**Problem to work on**: Return, word for word, the part of the records that opens with the line containing "Reviewer note: every instance of the steeple" and closes with the line containing "[[370, 454]]", including both of those lines.

**Dataset content**:
◆ ◆ ◆ ◆ ◆
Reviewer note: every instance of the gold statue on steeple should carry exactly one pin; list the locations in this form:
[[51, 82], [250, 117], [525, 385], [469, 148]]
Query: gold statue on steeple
◆ ◆ ◆ ◆ ◆
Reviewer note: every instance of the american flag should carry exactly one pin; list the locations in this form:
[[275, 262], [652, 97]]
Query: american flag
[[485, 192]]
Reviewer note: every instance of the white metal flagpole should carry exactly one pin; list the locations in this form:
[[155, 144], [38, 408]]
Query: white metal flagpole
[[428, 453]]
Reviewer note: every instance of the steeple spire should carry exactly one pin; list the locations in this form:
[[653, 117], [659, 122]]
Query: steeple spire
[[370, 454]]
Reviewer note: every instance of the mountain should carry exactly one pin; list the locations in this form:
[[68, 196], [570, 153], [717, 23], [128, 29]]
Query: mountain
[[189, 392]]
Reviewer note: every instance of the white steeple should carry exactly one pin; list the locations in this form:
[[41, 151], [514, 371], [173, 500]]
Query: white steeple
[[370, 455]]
◆ ◆ ◆ ◆ ◆
**Task result**:
Reviewer note: every instance of the steeple spire should carry exactly one pin; list the locations in this form:
[[653, 117], [659, 122]]
Query: steeple spire
[[370, 454]]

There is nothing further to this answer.